In the game-data analysis excerpt below, which platforms tend to have higher average backlogs?

* Begin QUOTED PASSAGE *

Each point represents a game, plotting how many people have wish listed it versus how many are currently playing it.
Games with high wishlist but low playing counts might signal anticipated but underplayed titles, or ones with marketing hype that didn’t convert into playtime. We can see that there are a few games that follow the trend of high wishlist and high playing time.
library(ggplot2)
library(dplyr)
# Scatterplot of wishlists vs playing, to analyze the relationship between players engagement
ggplot(final_data, aes(x = wishlists, y = playing)) +
geom_point(alpha = 0.2, color = "darkred") +
geom_smooth(method = "lm", color = "blue") +
labs(
title = "Wishlist vs. Playing: Does Hype Translate to Engagement?",
x = "Wishlists (Hype)",
y = "Currently Playing (Engagement)"
) +
theme_minimal()`geom_smooth()` using formula = 'y ~ x'
- Backlog by Platform: Where Do Games Go to Die?
This bar chart compares the average number of backlogged games across different platforms. It highlights where users are most likely to add games to their backlog (games owned but not played).
Platforms like OnLive Game System or Google Stadia tend to have higher average backlogs, suggesting users may buy in bundles or get overwhelmed by massive libraries, leading to more games being not played.
# Code counts the average backlogs by grouping per platform
platform_backlogs <- final_data %>%
group_by(platform) %>%
summarize(avg_backlogs = mean(backlogs, na.rm = TRUE)) %>%
arrange(desc(avg_backlogs)) %>%
top_n(10, avg_backlogs)

* End QUOTED PASSAGE *
* Begin RECORDED INFORMATION *

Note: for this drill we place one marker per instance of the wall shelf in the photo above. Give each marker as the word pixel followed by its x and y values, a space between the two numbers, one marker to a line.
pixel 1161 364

* End RECORDED INFORMATION *

COMPLETE ANSWER: OnLive Game System and Google Stadia.